begin
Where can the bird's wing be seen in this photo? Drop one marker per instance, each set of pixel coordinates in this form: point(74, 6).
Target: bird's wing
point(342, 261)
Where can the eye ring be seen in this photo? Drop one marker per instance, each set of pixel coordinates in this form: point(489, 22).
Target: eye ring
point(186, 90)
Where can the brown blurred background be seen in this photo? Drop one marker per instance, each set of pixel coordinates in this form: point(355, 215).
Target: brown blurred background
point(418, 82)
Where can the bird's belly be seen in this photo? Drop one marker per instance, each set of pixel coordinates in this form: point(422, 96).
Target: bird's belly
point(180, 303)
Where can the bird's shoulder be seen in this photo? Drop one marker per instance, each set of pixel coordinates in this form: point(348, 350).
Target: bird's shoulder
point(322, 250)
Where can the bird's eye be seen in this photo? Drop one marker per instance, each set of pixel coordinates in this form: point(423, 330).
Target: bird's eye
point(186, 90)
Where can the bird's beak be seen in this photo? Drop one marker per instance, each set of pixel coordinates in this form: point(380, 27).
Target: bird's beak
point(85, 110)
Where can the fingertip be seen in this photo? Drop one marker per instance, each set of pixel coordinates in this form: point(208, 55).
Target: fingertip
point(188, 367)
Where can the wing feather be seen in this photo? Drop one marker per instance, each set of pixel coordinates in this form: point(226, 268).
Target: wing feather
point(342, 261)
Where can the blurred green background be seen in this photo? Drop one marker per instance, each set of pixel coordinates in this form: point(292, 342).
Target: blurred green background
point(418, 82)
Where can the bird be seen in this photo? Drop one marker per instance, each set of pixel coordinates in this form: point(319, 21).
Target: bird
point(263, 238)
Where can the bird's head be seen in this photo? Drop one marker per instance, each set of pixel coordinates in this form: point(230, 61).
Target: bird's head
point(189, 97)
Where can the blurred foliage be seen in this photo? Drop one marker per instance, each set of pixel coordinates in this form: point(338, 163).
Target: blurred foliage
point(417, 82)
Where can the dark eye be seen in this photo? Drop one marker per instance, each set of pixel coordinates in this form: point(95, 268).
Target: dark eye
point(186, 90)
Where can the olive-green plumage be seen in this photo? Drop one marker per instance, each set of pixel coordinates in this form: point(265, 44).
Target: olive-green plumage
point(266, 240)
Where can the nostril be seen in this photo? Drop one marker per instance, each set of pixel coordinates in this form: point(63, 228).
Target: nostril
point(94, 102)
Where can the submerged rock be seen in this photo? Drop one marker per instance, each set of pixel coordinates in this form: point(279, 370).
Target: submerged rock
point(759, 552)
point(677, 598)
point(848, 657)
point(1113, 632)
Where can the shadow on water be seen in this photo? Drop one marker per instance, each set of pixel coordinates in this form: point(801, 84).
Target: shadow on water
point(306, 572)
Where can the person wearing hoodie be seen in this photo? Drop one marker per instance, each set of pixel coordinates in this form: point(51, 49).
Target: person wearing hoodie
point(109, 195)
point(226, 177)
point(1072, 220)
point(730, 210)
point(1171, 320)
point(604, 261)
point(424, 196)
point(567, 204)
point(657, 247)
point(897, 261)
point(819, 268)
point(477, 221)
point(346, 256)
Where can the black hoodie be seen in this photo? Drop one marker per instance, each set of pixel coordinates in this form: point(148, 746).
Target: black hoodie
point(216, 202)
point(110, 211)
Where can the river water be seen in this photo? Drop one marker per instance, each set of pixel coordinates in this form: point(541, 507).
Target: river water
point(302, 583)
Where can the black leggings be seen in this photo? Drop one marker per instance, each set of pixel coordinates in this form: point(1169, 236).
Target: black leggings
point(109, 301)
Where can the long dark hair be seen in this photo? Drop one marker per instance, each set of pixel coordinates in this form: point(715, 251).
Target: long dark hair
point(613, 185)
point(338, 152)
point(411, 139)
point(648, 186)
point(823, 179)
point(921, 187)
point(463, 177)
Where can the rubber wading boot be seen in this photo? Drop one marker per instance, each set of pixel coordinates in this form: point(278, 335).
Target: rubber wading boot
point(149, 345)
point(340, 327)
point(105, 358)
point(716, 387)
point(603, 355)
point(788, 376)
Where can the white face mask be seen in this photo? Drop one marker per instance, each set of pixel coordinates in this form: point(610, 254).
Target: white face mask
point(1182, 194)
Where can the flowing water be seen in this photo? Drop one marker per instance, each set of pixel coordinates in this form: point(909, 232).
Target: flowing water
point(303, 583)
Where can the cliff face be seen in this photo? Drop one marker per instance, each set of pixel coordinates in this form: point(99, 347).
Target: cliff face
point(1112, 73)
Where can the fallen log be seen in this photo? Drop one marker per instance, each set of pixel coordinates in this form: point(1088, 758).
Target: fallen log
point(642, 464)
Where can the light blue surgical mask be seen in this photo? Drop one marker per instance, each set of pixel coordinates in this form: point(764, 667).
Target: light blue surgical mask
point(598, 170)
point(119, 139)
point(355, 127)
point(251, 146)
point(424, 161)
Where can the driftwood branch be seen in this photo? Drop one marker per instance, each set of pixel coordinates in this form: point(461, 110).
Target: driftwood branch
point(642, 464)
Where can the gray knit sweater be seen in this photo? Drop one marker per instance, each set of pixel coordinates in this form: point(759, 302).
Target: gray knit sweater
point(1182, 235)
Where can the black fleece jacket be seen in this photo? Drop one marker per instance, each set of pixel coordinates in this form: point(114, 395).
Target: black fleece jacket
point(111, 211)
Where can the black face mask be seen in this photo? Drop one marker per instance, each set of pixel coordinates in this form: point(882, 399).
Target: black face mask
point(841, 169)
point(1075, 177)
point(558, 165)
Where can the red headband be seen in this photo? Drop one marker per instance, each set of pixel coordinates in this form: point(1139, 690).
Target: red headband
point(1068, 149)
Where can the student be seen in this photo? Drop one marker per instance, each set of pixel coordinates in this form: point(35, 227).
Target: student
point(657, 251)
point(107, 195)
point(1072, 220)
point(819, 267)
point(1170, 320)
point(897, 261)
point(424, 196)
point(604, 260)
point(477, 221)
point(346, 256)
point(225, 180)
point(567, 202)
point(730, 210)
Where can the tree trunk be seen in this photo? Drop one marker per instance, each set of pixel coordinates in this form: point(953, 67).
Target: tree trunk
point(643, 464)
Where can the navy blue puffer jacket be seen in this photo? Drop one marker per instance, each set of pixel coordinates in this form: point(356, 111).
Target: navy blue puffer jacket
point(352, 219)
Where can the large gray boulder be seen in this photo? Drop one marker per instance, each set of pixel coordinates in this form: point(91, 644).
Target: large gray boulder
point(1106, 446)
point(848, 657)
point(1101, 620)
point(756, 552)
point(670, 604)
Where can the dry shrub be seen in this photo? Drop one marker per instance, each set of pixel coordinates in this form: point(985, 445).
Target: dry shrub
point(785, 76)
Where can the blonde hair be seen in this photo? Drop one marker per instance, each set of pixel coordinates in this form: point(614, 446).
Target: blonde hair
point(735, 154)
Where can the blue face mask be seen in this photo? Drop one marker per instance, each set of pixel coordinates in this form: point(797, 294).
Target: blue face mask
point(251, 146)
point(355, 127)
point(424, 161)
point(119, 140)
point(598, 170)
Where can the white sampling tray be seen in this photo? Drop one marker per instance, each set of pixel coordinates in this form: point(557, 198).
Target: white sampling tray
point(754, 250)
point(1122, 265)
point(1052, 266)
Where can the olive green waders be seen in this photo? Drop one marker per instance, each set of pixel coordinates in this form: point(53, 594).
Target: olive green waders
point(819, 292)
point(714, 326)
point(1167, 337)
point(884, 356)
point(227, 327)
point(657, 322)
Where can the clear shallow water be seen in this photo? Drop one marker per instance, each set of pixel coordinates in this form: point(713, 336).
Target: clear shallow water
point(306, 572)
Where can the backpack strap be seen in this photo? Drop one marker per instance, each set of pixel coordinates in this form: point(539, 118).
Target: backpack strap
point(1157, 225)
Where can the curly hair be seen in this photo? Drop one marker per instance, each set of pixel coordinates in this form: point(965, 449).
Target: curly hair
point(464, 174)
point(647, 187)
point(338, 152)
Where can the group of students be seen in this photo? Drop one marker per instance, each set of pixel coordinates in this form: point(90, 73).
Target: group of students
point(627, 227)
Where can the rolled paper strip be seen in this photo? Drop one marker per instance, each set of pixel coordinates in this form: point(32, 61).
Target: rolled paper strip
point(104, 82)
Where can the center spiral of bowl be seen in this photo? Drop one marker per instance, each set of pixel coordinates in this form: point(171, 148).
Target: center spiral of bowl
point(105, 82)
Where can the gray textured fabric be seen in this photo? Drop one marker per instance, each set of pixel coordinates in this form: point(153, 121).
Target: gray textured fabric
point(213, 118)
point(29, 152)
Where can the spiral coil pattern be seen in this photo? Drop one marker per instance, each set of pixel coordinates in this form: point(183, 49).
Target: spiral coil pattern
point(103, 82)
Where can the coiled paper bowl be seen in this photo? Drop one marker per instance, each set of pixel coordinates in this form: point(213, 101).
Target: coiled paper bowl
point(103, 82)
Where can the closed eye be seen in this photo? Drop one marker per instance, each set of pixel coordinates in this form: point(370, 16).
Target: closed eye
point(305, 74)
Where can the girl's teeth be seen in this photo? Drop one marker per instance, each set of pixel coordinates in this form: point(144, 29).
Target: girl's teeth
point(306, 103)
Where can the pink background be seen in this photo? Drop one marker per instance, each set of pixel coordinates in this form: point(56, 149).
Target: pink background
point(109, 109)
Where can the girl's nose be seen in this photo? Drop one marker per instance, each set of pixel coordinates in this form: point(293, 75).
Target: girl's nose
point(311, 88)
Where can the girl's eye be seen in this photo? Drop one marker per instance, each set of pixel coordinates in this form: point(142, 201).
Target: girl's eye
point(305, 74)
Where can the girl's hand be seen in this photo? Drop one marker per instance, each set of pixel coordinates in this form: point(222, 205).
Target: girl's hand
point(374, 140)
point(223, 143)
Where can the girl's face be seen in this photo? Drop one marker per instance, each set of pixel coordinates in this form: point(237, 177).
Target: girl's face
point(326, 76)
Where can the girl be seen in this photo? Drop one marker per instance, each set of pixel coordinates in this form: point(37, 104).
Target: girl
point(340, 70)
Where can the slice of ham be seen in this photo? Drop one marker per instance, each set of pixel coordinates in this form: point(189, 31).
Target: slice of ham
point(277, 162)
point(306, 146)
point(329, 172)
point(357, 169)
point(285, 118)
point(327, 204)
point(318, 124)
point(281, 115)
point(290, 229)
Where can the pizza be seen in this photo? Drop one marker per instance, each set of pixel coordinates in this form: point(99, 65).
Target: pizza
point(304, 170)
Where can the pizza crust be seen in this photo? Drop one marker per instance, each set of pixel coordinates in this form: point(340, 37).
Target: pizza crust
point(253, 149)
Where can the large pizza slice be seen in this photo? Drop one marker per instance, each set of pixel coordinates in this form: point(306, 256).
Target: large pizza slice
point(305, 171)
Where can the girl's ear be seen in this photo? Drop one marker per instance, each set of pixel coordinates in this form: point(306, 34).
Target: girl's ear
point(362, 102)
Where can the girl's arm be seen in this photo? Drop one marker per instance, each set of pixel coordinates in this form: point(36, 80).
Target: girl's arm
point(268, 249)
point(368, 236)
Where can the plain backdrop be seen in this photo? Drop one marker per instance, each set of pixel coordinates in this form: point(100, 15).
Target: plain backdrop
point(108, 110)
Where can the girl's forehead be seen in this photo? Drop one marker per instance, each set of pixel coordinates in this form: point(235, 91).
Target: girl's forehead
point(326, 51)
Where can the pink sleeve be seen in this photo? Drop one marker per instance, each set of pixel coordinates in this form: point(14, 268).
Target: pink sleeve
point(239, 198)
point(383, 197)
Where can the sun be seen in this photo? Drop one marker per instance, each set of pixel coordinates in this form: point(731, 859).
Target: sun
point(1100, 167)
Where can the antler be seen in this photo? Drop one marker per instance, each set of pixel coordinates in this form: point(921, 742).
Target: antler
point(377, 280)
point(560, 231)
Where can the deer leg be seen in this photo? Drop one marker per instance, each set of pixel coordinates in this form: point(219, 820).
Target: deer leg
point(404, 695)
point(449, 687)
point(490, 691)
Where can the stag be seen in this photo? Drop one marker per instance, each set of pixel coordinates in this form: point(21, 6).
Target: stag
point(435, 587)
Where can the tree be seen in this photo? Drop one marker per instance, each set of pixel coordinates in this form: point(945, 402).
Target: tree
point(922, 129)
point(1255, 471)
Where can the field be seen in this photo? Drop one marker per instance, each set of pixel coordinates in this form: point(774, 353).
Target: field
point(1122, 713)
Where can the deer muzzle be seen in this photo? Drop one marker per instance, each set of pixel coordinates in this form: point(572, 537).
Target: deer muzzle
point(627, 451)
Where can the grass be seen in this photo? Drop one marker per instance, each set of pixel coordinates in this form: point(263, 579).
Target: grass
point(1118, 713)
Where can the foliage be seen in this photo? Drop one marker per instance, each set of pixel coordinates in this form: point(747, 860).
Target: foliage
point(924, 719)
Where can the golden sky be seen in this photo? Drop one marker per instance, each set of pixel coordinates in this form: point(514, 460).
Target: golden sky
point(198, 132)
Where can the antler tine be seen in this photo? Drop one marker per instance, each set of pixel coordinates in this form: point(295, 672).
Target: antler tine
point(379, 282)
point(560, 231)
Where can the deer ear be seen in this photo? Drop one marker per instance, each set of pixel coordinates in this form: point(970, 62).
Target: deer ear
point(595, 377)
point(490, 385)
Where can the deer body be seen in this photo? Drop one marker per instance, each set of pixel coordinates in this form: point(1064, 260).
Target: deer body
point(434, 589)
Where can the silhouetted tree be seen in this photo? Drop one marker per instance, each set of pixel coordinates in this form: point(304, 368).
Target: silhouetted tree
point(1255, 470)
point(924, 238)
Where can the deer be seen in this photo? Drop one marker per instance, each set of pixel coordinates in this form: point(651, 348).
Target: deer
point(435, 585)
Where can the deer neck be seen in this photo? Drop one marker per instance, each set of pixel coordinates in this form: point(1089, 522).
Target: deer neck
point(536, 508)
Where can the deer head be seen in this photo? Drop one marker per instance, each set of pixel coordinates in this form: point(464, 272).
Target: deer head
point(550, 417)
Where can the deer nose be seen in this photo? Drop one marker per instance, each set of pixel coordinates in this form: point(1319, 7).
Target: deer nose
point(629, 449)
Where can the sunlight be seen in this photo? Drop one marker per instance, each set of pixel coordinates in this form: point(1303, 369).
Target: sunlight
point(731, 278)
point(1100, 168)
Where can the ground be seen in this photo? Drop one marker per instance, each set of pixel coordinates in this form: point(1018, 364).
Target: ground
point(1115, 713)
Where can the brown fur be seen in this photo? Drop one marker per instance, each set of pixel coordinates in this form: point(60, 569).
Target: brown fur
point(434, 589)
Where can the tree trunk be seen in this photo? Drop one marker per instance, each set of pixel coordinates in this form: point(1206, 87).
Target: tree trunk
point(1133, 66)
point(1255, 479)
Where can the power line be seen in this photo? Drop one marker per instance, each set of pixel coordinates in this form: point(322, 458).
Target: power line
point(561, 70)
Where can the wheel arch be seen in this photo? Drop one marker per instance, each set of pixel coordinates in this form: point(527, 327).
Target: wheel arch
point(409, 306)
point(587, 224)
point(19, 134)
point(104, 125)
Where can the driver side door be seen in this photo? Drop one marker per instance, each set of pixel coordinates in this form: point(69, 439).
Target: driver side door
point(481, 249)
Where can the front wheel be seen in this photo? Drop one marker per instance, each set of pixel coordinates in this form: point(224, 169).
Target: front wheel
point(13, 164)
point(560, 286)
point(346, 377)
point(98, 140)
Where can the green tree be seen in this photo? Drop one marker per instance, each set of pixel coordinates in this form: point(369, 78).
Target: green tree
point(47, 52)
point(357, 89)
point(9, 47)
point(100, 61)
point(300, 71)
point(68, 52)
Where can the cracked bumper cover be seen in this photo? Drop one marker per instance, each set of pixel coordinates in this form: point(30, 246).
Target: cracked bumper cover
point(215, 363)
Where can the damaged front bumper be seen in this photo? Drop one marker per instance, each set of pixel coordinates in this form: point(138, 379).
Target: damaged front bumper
end
What is required: Rewrite the items starting at the line that contains "Where can the deer be" and ending at the line that contains "point(98, 140)", replacing "Drop" with "Place" and leaving everything else unchanged.

Problem solution:
Where can the deer be seen in this photo? Place one marker per instance, each set of pixel coordinates in this form: point(651, 348).
Target: deer
point(435, 585)
Where can the deer neck be seen in this photo? Place one marker per instance, each set of pixel coordinates in this form: point(1089, 522).
Target: deer neck
point(536, 508)
Where can the deer head be seen in this photo? Place one marker per instance, each set of pixel coordinates in this form: point(464, 272).
Target: deer head
point(550, 417)
Where can the deer nose be seen in this photo? Place one marker per instance, each set of pixel coordinates in this form: point(1319, 7).
Target: deer nose
point(629, 449)
Where can the sunlight be seen in this photo? Place one marker per instance, each set of pixel coordinates in this form: point(1303, 369).
Target: sunlight
point(731, 278)
point(1100, 168)
Where can the ground be seen in this photo? Place one marker per instance, each set of pixel coordinates in this form: point(1018, 364).
Target: ground
point(1115, 713)
Where can the brown fur be seen in this photo? Place one marker per instance, each set of pixel coordinates in this form: point(60, 569).
Target: brown fur
point(434, 589)
Where can the tree trunk be seen in this photo? Place one marker per instance, each set of pixel coordinates in this form: point(1206, 87).
Target: tree trunk
point(1133, 66)
point(1255, 479)
Where can the power line be seen in this photo? Place one marker per instance, each set of pixel coordinates in this form: point(322, 458).
Target: power line
point(561, 70)
Where can the wheel arch be seen in this photo? Place one marker per instance, each set of pixel coordinates in this form: point(527, 327).
Target: wheel arch
point(409, 306)
point(587, 224)
point(19, 134)
point(104, 125)
Where can the driver side door be seen in this photo? Place one marker per instance, each set of pixel coordinates in this form: point(69, 439).
Target: driver side door
point(481, 249)
Where can the front wheel be seen in this photo? Place one marker per instance, each set of pixel coordinates in this form: point(224, 169).
Target: front wheel
point(13, 164)
point(560, 286)
point(346, 377)
point(98, 140)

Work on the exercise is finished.